§ Task:
Copy out the listing exactly.

━━━ Task input

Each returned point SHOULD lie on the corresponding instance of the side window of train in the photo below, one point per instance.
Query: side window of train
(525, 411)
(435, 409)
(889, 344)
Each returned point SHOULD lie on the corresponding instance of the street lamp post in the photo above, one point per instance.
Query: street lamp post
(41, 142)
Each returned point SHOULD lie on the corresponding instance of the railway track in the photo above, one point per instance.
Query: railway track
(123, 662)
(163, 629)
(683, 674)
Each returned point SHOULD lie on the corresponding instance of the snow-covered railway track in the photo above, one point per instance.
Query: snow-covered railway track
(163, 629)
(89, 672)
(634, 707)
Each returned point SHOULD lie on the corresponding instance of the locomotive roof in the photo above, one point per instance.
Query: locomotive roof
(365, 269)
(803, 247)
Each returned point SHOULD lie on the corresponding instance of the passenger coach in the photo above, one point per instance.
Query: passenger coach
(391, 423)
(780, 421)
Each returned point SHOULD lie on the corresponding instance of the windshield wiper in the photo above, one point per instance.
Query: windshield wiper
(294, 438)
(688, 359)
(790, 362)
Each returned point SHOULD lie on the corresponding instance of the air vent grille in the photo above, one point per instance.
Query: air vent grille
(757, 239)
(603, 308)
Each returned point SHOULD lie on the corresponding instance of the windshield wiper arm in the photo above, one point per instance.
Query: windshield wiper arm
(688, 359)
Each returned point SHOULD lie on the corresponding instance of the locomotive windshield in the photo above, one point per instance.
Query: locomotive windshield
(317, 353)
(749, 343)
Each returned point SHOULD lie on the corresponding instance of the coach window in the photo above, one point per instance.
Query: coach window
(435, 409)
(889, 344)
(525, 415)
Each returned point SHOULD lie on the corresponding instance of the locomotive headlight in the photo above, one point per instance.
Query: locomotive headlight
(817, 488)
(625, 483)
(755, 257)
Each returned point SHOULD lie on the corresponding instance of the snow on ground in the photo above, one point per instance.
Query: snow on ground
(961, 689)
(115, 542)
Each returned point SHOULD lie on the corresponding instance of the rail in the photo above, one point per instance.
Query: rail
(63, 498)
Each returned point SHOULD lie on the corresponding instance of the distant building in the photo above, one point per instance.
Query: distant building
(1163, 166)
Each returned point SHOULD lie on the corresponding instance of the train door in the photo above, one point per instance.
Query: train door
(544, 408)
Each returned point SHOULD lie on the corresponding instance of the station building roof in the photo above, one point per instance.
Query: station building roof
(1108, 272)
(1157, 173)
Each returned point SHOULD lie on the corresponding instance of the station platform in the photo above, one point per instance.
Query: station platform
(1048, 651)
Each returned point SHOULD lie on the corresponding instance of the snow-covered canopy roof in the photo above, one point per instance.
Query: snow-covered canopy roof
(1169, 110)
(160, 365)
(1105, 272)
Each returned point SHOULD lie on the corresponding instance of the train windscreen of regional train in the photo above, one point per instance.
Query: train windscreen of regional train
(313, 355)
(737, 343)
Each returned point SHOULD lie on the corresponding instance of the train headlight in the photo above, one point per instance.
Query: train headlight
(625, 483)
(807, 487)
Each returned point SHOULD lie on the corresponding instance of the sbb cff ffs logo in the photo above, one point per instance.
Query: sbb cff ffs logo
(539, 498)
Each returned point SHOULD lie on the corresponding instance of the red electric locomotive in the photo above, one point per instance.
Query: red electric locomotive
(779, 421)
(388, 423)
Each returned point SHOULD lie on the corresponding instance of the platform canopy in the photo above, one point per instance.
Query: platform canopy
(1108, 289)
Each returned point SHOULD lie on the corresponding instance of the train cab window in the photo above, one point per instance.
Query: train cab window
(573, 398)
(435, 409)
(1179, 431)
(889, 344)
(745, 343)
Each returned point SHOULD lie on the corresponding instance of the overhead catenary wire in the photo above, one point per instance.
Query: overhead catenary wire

━━━━━━

§ Expected answer:
Each returned point SHOULD lie on the corresponding instance of the side window of train in the photo below, one point per instance.
Query: side window of train
(525, 411)
(435, 409)
(889, 344)
Each returned point SHOULD lie on the corresponding instance of the street lamp post in the photo above, one point per instance.
Query: street lamp post
(41, 142)
Each returned point SHOULD lie on the corresponding instance of the railway track in the photo above, one point per instance.
Query: railway track
(123, 662)
(163, 629)
(683, 674)
Each returned point SHOULD lie on the corresponding instance of the snow-covered railway track in the photo above, one point per instance.
Query: snow-covered railway track
(163, 629)
(89, 672)
(634, 707)
Each returned point SHOULD lie on the corresponding instance of the locomotive roof in the photo above, one point per instance.
Query: locomotive roof
(365, 269)
(803, 247)
Each returned point SHOULD lie on the corresponding instance of the passenger coach in the photo above, one point per instance.
Query: passenger coach
(391, 423)
(780, 421)
Each returned point SHOULD lie on the corresponding instance of the windshield wiper in the photo above, one point per instance.
Query: windshield wiper
(294, 438)
(688, 359)
(790, 362)
Each returned point SHOULD lie on the corresponding instance of the air vent grille in the photo above, one point per instance.
Query: air vent grille
(757, 239)
(603, 308)
Each returned point SHOULD lie on the corresponding instance of the windshield wiper arm in the photo above, one point per instance.
Query: windshield wiper arm
(688, 359)
Each returned point SHOULD lie on the corresponding instance of the locomotive windshield in the photo above, one point per instance.
Query: locomotive windshield
(317, 353)
(749, 343)
Each returned point SHOULD lie on the corresponding instance of the coach window in the photo above, one point per instance.
Query: coach window
(435, 409)
(889, 344)
(525, 415)
Each returned point SHOULD lie on the corresponding instance of the locomotive headlight in the photo above, one point per instance.
Query: locomotive headlight
(817, 488)
(625, 483)
(755, 257)
Each returned point SHOULD lie on the corresponding instance of the snow on ground in the photo above, one point per instance.
Query: snow on ground
(961, 689)
(115, 542)
Each returned point SHOULD lie on the corresponding instance of the rail in the photo above, one point per instance.
Query: rail
(63, 498)
Each returned point SHOULD lie on the corresponding instance of the distant building in the photo above, one point per instance.
Query: distant building
(1163, 166)
Each returned point SHOULD lie on the corresponding instance of the train door in the photo above, one point per instance.
Query: train door
(544, 408)
Each returned point SHOULD lie on the corresponding instance of the station building roof in the photo above, one point per instance.
Query: station building roof
(1108, 272)
(1157, 173)
Each returned point SHOULD lie on the corresponding instance of the station platform in the photo above, one point per instance.
Query: station platform
(1048, 651)
Each returned point SHOULD lie on the corresponding instance of the snow-covered canopy roof in the photo above, one point per instance.
Query: snow-covered canopy roof
(1169, 110)
(160, 365)
(1105, 272)
Each returned point SHOULD lie on the corresponding instance of the train windscreen of regional train in the photo above, one point per instance.
Query: train windscreen of regional train
(313, 355)
(737, 343)
Each returned point SHOULD lie on the corresponding instance of the train headlight in the photo above, one point per instance.
Query: train headlight
(625, 483)
(807, 487)
Each returned point SHOULD lie on the corresponding instance of the sbb cff ffs logo in the photo above, one point per instance.
Query: sbb cff ffs logo
(539, 498)
Each returned point SHOULD lie on the corresponding instance of the red electric locomotive in the photo above, one point per instance.
Query: red electric locomotive
(779, 421)
(388, 423)
Each returned point SHOULD lie on the corresponding instance of the platform canopy in the photo above, one point per instance.
Query: platform canopy
(1108, 289)
Each returned point SHOULD lie on the corresponding instance of the train cab window in the photo above, one point per instance.
Query: train cab window
(573, 398)
(435, 409)
(1179, 431)
(889, 344)
(745, 343)
Each returned point SHOULD lie on the corresponding instance of the overhead catenary wire in the photo above, one point per instance.
Query: overhead catenary wire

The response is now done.